* [Problem details]
Only the lines from the one containing "of the star" through the last line of the data are to be written out, exactly and in full.

* [Records for this task]

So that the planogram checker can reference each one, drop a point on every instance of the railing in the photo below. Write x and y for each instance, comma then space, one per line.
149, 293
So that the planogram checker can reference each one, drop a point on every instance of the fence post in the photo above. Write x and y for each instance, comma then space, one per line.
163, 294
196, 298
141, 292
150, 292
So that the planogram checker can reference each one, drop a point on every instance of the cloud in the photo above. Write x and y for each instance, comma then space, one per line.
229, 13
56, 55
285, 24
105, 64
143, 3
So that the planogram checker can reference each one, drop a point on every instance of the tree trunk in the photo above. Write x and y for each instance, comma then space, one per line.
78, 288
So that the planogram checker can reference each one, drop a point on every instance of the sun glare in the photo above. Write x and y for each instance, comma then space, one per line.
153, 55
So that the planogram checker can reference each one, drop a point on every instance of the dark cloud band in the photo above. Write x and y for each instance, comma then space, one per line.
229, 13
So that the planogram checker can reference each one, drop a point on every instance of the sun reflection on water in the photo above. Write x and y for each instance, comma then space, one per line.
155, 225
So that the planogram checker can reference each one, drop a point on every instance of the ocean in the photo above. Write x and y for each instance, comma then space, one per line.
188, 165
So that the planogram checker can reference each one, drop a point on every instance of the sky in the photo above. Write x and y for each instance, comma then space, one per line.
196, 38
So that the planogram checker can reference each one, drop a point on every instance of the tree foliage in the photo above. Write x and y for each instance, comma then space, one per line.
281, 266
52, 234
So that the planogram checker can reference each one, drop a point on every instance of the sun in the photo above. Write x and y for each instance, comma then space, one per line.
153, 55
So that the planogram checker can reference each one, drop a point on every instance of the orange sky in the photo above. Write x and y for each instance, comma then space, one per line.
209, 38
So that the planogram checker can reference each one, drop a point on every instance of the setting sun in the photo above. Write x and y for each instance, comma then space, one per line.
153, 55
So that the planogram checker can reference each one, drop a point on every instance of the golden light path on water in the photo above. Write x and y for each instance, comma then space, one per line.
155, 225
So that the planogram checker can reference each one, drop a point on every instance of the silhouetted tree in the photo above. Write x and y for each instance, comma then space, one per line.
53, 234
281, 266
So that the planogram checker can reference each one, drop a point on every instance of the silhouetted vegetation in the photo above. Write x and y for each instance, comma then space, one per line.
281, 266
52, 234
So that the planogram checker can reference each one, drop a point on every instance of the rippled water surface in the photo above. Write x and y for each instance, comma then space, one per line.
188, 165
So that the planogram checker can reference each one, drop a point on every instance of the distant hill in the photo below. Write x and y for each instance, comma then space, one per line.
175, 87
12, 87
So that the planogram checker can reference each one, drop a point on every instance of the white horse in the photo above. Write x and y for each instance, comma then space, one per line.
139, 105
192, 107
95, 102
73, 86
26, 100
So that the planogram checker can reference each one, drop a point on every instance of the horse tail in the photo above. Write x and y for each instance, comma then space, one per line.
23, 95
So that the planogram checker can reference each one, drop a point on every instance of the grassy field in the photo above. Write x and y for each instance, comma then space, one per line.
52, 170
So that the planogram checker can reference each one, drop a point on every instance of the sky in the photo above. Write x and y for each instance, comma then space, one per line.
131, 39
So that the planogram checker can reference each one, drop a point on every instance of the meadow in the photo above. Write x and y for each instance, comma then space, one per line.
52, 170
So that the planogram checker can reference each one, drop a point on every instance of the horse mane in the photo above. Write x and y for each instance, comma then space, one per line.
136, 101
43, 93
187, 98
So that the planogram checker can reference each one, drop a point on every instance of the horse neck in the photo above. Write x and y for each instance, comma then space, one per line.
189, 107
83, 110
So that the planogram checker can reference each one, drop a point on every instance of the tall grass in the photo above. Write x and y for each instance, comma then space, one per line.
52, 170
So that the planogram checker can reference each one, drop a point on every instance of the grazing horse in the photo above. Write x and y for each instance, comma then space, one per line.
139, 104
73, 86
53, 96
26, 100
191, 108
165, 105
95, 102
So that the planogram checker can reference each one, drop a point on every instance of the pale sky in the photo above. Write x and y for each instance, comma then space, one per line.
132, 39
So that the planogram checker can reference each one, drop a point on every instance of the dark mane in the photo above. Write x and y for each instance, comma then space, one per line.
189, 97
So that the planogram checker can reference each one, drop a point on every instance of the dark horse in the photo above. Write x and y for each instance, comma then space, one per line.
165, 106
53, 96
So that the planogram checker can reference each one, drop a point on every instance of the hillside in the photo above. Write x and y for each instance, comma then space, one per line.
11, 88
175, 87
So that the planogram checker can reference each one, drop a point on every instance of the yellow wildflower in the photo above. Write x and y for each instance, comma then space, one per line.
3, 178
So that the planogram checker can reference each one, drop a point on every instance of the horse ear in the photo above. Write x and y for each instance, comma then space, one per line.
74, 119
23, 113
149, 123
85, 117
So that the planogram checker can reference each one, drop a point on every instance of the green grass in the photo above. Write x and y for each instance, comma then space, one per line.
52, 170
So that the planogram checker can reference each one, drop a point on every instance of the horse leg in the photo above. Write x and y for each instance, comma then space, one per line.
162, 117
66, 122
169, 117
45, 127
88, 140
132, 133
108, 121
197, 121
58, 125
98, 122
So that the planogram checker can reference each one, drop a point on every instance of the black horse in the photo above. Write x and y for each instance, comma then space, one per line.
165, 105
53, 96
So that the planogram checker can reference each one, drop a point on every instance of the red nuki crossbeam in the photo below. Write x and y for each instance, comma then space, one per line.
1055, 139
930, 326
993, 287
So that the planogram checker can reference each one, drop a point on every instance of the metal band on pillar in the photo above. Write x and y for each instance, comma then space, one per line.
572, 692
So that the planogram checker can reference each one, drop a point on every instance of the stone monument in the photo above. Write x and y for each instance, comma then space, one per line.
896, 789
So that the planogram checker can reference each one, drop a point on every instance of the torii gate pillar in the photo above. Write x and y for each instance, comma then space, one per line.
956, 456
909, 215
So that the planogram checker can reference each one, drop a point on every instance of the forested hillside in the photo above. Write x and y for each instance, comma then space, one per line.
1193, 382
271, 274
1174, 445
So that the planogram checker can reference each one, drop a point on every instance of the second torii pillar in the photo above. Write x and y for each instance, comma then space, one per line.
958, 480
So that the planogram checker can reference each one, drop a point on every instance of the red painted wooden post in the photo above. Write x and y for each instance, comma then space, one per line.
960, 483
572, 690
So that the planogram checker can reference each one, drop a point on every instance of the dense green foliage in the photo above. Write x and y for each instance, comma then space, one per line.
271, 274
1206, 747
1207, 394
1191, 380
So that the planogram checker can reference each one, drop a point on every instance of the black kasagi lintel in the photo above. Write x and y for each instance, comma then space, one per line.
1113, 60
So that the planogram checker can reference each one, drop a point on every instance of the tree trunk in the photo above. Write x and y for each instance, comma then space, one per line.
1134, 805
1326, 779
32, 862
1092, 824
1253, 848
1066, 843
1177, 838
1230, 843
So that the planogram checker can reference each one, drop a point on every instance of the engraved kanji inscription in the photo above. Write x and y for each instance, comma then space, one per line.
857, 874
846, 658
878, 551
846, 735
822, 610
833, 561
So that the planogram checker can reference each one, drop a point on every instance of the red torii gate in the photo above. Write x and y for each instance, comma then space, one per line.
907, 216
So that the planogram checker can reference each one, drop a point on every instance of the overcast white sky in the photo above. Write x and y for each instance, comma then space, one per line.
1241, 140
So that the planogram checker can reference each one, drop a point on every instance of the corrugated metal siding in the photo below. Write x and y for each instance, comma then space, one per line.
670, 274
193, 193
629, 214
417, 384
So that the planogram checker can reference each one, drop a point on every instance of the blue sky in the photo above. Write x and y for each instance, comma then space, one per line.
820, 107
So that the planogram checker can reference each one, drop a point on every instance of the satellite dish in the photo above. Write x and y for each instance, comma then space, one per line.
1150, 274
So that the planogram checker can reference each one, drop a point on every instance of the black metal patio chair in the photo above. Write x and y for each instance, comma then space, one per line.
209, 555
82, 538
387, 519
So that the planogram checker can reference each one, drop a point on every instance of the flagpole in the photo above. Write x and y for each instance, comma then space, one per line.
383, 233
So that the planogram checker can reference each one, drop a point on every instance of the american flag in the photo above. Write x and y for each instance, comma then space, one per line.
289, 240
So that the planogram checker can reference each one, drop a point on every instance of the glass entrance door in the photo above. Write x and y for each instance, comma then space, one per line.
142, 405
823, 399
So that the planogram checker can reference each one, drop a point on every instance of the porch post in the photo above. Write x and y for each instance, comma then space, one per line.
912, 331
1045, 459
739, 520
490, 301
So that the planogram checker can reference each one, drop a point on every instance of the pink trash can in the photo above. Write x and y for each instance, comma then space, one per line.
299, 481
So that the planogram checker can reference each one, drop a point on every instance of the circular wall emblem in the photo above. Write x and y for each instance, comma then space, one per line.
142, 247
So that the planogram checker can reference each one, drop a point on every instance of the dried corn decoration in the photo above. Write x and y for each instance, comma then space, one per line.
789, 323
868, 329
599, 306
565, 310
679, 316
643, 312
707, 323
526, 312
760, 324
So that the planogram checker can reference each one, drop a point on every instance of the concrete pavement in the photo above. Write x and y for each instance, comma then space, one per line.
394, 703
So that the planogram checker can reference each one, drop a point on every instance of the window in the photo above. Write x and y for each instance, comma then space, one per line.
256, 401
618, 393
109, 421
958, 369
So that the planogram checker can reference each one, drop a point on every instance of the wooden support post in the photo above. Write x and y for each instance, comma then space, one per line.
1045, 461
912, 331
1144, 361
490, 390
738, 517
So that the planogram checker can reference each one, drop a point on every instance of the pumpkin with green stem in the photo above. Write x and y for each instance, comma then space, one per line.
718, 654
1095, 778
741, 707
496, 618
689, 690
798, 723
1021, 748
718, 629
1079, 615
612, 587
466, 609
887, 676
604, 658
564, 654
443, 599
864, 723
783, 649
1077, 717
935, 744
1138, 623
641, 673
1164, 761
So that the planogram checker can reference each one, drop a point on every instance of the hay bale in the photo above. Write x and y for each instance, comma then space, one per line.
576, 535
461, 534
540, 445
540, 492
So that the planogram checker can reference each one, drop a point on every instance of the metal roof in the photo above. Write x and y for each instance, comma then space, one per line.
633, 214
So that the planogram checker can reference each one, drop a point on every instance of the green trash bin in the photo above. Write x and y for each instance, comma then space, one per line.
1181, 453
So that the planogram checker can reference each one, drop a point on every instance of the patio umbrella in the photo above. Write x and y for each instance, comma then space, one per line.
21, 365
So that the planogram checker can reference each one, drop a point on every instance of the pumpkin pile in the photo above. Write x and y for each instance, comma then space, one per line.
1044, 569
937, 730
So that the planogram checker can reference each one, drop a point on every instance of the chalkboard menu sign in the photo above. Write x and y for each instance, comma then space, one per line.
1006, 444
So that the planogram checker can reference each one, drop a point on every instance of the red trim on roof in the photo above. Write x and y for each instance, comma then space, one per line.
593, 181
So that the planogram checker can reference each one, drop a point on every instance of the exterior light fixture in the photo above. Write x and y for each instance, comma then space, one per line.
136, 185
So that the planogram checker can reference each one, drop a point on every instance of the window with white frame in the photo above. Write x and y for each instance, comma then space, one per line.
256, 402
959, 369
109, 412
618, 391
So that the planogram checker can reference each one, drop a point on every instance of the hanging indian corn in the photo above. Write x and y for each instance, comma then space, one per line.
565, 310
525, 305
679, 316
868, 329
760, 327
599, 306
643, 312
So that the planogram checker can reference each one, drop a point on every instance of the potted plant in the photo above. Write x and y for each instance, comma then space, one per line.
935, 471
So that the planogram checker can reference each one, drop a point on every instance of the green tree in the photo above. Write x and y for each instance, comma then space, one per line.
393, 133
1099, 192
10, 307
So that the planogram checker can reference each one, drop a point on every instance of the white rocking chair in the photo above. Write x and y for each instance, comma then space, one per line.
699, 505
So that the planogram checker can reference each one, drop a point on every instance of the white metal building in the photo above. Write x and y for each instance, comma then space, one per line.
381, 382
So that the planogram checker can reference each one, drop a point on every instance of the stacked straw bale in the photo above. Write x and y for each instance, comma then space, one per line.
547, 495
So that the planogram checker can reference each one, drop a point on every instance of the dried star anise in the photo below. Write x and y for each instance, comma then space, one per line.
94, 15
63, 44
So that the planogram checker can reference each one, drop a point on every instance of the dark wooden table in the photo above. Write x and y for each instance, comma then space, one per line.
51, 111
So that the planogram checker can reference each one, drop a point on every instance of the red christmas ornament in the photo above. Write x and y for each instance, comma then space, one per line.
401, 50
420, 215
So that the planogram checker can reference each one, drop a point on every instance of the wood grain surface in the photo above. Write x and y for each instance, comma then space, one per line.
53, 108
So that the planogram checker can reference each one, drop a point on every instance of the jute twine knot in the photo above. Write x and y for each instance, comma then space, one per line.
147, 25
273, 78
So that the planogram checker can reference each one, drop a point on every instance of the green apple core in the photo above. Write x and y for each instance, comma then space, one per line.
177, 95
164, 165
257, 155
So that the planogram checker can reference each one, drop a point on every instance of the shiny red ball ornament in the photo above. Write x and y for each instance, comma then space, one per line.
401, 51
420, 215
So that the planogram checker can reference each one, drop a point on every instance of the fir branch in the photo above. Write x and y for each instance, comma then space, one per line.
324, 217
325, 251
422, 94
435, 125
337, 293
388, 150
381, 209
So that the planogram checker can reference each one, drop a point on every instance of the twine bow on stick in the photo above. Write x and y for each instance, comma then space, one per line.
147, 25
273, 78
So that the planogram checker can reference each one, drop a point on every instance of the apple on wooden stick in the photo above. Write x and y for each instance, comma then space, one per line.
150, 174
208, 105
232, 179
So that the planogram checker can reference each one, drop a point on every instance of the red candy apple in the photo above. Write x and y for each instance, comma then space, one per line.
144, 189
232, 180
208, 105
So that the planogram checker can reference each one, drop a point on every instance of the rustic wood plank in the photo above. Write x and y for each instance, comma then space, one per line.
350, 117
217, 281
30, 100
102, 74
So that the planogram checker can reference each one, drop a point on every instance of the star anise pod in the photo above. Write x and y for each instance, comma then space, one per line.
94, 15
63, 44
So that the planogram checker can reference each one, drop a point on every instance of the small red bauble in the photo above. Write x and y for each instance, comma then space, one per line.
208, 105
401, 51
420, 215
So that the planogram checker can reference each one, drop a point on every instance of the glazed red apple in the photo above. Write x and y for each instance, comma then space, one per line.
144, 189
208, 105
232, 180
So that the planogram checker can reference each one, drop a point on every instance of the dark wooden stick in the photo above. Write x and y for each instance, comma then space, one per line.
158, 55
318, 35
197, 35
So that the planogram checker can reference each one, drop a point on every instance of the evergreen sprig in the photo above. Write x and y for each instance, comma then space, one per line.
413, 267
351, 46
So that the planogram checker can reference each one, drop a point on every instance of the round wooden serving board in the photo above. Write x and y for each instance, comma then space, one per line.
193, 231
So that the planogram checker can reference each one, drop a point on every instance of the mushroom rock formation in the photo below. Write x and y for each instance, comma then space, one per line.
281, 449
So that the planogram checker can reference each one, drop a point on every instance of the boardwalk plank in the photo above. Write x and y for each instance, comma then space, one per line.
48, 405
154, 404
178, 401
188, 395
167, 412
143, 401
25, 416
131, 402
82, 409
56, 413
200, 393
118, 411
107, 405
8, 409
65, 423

* [Answer section]
So that the planogram checker can reference each one, drop a point on every instance of the star anise pod in the photo above. Write x and y for each instance, comma then space, one per line.
94, 15
63, 44
So that the planogram checker can reference each one, drop a point on every instance of the small red bauble in the photo above. Write x and y for each instance, comma then space, one per line.
208, 105
401, 51
420, 215
So that the planogram checker can reference each one, drop a point on every instance of the glazed red apple in the photo above. Write x and y for each instance, comma then space, one per line.
144, 189
208, 105
232, 180
So that the planogram checker can reference each one, drop a point on every instance of the dark wooden stick in the photo above. Write x and y for each instance, comma then space, one per line.
158, 55
318, 35
197, 35
So that the planogram checker can reference each one, drop a point on every instance of the evergreen sprig in the photo above. Write x and y for each instance, comma then space, one per line.
413, 267
351, 46
So that the planogram checker can reference each one, drop a point on every instance of the round wooden serving board in the photo above. Write x and y for each instance, comma then space, one per line.
193, 231
So that the planogram checker can reference each one, drop a point on every instance of the mushroom rock formation in the photo below. Write x and y for each instance, comma then space, one per line.
281, 449
So that the planogram checker can reference each one, drop a point on every instance of the boardwalk plank in the photo above. Write x and y for each instance, comma then space, one per line.
48, 405
154, 404
178, 401
188, 395
167, 412
143, 401
25, 416
131, 402
82, 409
56, 413
200, 393
118, 411
107, 405
8, 409
65, 423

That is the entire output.